--- About this exercise ---
Copy out each line of the data that includes the string "below".

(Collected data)

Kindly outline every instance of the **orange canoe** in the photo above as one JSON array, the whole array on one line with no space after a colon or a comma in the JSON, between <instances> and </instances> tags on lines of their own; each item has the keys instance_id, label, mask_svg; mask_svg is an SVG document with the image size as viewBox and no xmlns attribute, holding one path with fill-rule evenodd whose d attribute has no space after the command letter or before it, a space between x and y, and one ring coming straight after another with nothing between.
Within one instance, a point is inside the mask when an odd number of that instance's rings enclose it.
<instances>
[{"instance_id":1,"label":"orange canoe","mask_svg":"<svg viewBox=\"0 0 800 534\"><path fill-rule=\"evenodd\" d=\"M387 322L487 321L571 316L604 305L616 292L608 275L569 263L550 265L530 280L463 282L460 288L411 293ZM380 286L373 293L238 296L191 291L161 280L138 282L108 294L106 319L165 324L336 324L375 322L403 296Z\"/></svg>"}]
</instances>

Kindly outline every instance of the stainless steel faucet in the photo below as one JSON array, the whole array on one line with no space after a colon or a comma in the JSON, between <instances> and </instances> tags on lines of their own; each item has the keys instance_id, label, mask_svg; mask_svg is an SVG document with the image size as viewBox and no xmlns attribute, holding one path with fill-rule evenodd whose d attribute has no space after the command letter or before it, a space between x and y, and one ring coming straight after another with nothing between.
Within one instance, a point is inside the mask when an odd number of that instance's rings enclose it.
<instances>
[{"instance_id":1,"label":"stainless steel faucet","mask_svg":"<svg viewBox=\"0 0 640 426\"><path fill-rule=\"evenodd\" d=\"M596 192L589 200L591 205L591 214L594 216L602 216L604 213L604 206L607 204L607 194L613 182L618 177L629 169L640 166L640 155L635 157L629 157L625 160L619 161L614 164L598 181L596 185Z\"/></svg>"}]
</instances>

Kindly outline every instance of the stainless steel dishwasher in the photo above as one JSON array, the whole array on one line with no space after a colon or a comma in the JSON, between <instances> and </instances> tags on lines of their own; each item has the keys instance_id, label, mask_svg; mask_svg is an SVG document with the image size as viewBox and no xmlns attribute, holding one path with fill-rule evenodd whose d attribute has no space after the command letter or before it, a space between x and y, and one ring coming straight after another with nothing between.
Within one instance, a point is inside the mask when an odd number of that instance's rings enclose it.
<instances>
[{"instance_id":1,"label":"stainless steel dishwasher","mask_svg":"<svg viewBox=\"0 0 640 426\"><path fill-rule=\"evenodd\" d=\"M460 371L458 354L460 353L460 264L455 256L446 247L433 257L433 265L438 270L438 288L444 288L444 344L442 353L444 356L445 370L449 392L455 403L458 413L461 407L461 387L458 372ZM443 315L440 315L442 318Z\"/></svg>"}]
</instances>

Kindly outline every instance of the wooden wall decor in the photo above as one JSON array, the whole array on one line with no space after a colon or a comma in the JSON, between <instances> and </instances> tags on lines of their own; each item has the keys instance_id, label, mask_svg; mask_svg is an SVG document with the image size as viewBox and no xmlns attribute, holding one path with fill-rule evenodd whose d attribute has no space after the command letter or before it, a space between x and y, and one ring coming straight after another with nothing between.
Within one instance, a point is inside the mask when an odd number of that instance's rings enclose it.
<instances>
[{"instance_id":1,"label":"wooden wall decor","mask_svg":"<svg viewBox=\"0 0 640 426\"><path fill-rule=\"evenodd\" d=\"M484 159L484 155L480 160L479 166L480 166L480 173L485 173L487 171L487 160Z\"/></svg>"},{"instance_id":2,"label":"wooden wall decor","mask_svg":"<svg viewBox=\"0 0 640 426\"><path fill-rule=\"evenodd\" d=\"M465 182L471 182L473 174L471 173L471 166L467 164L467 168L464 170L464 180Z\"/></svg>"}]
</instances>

==

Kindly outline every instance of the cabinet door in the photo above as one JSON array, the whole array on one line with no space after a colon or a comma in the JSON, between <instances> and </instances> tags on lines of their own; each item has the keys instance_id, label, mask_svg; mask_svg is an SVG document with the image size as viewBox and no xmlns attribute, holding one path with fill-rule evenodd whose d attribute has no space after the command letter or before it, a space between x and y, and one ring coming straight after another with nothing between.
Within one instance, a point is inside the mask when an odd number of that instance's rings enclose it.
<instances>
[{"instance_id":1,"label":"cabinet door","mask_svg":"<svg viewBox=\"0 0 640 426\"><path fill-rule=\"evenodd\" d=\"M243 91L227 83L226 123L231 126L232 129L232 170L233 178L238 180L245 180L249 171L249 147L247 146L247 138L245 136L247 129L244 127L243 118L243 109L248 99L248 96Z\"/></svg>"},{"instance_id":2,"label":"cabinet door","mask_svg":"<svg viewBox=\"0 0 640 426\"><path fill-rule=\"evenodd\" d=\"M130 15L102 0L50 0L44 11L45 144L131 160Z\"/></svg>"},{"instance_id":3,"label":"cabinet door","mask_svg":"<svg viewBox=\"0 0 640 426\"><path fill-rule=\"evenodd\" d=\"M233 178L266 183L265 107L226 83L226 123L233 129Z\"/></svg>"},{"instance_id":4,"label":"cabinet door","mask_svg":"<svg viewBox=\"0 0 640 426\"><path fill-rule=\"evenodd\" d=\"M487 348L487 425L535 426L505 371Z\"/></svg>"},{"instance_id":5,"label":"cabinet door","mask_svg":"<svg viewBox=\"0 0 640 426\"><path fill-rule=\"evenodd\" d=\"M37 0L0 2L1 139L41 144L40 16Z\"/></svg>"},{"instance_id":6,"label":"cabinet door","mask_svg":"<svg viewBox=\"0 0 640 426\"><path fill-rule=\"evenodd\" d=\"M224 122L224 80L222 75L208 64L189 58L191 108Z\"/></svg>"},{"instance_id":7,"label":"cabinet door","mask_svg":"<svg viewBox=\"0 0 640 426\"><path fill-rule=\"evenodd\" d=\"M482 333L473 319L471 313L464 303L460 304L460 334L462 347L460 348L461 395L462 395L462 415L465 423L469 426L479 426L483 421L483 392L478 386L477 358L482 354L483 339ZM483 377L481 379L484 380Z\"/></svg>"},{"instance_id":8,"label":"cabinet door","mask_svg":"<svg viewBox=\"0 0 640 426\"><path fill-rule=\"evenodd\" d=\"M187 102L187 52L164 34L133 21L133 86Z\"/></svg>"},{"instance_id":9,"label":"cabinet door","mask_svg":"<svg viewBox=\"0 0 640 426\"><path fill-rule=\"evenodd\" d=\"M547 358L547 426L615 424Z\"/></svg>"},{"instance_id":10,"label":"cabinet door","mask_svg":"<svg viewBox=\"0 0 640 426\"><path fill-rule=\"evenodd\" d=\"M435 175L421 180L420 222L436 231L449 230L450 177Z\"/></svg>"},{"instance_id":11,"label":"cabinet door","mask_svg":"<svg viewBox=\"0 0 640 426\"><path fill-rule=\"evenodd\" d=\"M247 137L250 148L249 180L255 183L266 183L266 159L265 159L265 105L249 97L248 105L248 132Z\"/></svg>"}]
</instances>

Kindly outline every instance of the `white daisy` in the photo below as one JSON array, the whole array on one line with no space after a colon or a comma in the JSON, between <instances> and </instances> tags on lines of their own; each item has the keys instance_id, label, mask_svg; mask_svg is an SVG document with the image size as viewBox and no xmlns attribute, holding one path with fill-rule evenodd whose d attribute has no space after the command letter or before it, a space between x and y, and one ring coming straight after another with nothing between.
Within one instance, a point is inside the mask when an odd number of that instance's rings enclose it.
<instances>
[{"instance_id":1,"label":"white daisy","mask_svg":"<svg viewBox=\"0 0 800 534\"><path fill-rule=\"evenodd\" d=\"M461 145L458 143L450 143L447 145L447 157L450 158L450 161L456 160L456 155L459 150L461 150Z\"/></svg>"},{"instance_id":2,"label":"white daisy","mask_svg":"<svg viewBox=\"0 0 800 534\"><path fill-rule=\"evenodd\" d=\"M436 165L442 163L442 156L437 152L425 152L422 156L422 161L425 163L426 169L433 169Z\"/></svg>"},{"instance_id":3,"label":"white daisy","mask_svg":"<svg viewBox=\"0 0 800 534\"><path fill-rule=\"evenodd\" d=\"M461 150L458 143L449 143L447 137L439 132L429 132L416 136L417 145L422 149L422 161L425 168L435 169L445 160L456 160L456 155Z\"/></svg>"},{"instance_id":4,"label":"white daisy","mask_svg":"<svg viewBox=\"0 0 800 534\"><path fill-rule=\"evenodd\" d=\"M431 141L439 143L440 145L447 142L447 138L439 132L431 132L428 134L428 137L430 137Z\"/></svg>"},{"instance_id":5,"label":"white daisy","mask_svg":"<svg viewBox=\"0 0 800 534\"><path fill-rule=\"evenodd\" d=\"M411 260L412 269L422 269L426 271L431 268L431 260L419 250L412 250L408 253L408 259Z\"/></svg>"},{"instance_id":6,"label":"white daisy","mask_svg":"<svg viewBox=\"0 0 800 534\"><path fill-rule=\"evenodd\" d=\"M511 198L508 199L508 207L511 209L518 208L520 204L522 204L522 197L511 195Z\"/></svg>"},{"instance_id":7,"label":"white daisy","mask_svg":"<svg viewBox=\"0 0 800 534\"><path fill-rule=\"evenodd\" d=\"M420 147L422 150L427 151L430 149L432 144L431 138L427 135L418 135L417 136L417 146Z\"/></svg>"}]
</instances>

--- Reply to the task ---
Kindly outline every instance of the stainless steel faucet in the photo below as one JSON array, the whole array on one line with no space after a colon or a comma in the JSON, between <instances> and </instances> tags on lines of their own; each item has the keys instance_id, label, mask_svg; mask_svg is an SVG document with the image size as viewBox and no xmlns attribute, holding one path with fill-rule evenodd whose d attribute has no space after the command letter or before it, a space between x and y, and one ring coming straight after another with nothing between.
Kindly outline every instance of the `white daisy` in the photo below as one JSON array, the whole array on one line with no space after a colon or a comma in the JSON, between <instances> and </instances> tags on lines of their own; each item has the keys instance_id, label, mask_svg; mask_svg is an SVG document with the image size as viewBox and no xmlns attribute, holding one path with fill-rule evenodd whose d attribute has no space after the command letter or before it, a space between x and y, and one ring coming straight after another with nothing between.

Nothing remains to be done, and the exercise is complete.